[Start of Attachment]
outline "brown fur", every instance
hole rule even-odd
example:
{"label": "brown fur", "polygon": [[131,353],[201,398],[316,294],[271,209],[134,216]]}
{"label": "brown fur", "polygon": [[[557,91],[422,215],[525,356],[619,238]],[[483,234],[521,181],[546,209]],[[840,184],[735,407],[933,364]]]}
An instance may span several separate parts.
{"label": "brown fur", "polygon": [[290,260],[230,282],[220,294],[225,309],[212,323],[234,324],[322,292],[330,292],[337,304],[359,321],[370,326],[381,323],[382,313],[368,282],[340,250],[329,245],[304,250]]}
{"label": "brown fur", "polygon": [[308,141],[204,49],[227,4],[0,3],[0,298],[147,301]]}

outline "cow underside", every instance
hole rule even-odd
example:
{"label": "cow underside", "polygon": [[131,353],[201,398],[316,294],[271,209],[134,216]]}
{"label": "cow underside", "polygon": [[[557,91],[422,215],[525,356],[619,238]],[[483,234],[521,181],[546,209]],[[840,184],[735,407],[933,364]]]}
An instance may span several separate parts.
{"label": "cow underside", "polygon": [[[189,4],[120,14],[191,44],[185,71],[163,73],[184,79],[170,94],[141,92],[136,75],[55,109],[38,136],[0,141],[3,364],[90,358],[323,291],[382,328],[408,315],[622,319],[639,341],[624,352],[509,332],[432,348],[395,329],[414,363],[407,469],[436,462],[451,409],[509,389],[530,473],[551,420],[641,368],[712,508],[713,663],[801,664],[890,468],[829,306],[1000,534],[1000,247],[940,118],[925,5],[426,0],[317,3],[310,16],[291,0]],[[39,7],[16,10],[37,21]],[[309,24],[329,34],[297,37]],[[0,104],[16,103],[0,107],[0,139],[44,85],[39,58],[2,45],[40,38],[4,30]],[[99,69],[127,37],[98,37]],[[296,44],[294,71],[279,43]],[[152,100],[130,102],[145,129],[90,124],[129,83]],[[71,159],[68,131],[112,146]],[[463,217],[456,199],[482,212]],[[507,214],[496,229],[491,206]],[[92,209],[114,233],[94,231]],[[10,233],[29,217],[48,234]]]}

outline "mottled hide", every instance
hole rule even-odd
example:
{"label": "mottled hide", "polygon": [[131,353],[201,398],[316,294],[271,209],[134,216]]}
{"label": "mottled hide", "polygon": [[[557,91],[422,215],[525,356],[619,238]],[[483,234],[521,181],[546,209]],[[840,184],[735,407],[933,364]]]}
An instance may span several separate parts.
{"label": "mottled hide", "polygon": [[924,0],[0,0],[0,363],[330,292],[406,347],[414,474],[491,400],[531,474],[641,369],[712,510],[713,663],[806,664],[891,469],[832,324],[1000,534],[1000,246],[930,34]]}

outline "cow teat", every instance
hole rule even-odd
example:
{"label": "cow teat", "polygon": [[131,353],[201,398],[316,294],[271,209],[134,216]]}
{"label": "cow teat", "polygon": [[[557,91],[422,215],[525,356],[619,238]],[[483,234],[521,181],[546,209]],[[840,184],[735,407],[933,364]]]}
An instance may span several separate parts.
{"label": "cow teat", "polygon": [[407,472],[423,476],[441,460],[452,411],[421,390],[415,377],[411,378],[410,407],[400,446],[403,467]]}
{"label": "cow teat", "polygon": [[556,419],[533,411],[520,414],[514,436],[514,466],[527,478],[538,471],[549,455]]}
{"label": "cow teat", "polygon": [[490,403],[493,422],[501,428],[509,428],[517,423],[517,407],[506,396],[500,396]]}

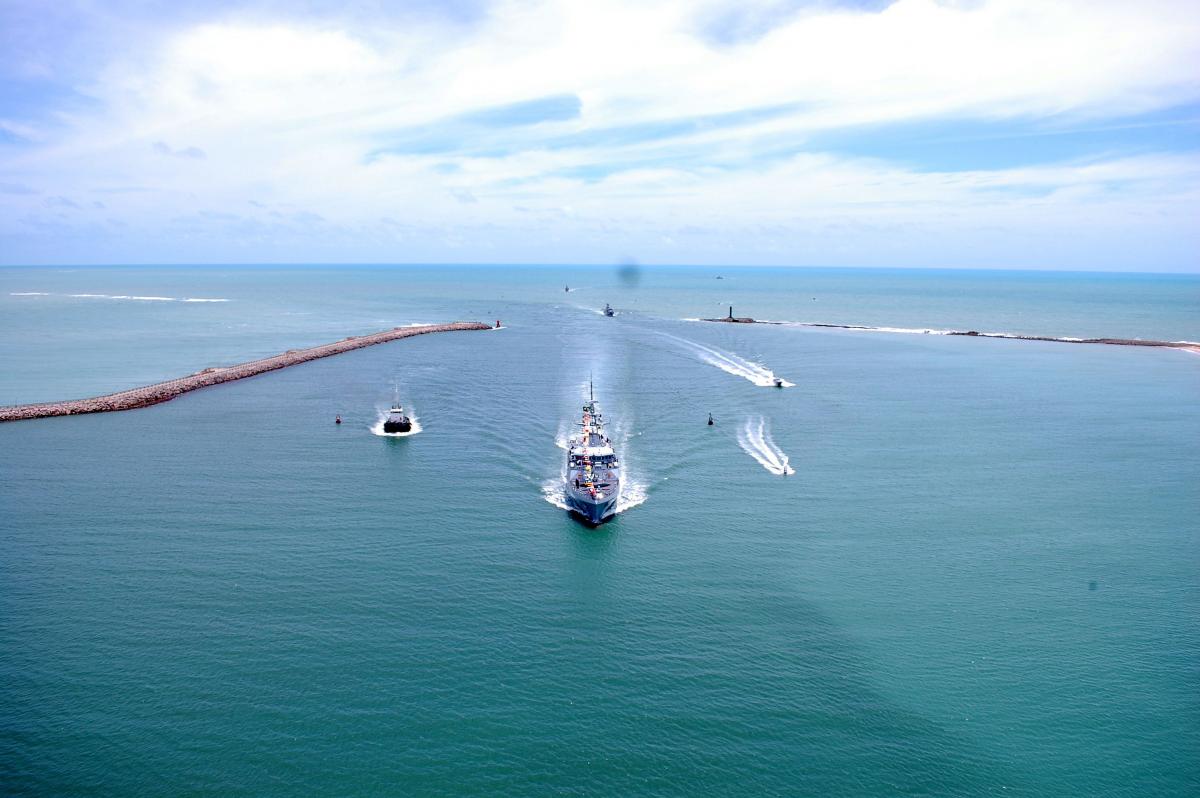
[End of Attachment]
Work order: A faithful copy of the records above is needed, with the pictures left out.

Answer section:
outline "brown fur", every instance
hole rule even-odd
example:
{"label": "brown fur", "polygon": [[131,353],[201,398],[316,294],[271,209],[134,216]]}
{"label": "brown fur", "polygon": [[[557,91],[422,215],[525,356],[619,238]],[[483,234],[521,181],[546,209]],[[840,184],[735,407],[933,364]]]}
An instance may span several separate parts.
{"label": "brown fur", "polygon": [[290,260],[230,282],[220,294],[225,309],[212,323],[234,324],[322,292],[330,292],[337,304],[359,321],[370,326],[381,323],[382,313],[368,282],[340,250],[329,245],[304,250]]}
{"label": "brown fur", "polygon": [[308,141],[204,49],[227,4],[0,3],[0,298],[147,301]]}

outline "cow underside", every instance
hole rule even-odd
example:
{"label": "cow underside", "polygon": [[131,353],[201,398],[316,294],[271,209],[134,216]]}
{"label": "cow underside", "polygon": [[[557,91],[422,215],[525,356],[619,238]],[[483,234],[521,181],[546,209]],[[840,184],[735,407],[933,364]]]}
An instance may span several separate parts.
{"label": "cow underside", "polygon": [[[189,4],[120,14],[191,44],[185,71],[163,73],[184,79],[170,94],[141,92],[136,75],[55,109],[38,136],[0,141],[3,364],[90,358],[323,291],[382,328],[408,315],[622,319],[639,341],[624,352],[509,332],[432,348],[395,329],[414,363],[407,469],[436,462],[451,409],[509,389],[530,473],[551,420],[641,368],[712,508],[713,663],[801,664],[890,468],[829,306],[1000,534],[1000,247],[940,118],[925,5],[426,0],[317,3],[310,16],[291,0]],[[39,7],[16,10],[37,21]],[[309,24],[329,34],[297,37]],[[0,104],[16,103],[0,107],[0,139],[44,85],[39,58],[2,45],[40,38],[4,30]],[[99,69],[127,37],[98,37]],[[296,44],[294,71],[279,43]],[[152,100],[130,102],[145,129],[90,124],[129,83]],[[71,159],[68,131],[112,146]],[[463,217],[456,199],[482,212]],[[507,214],[496,229],[491,206]],[[92,209],[114,233],[94,231]],[[10,233],[29,217],[48,234]]]}

outline "mottled hide", every instance
hole rule even-odd
example:
{"label": "mottled hide", "polygon": [[131,353],[201,398],[316,294],[271,209],[134,216]]}
{"label": "mottled hide", "polygon": [[[557,91],[422,215],[525,356],[619,238]],[[483,234],[521,181],[546,209]],[[840,184],[735,407],[933,364]]]}
An instance may span several separate parts.
{"label": "mottled hide", "polygon": [[924,0],[0,0],[0,363],[330,292],[406,347],[414,474],[491,400],[531,474],[641,369],[712,510],[713,663],[806,664],[891,469],[832,324],[1000,534],[1000,246],[930,34]]}

outline "cow teat", every instance
hole rule even-odd
example:
{"label": "cow teat", "polygon": [[131,353],[201,398],[316,294],[271,209],[134,216]]}
{"label": "cow teat", "polygon": [[[557,91],[422,215],[525,356],[619,238]],[[483,234],[521,181],[546,209]],[[840,184],[735,407],[933,364]]]}
An instance may span several separate parts.
{"label": "cow teat", "polygon": [[407,472],[423,476],[441,460],[452,411],[421,390],[415,377],[411,378],[410,407],[400,446],[403,467]]}
{"label": "cow teat", "polygon": [[556,419],[533,411],[520,414],[514,436],[514,466],[527,478],[538,471],[549,455]]}
{"label": "cow teat", "polygon": [[490,403],[493,422],[501,428],[509,428],[517,423],[517,407],[506,396],[500,396]]}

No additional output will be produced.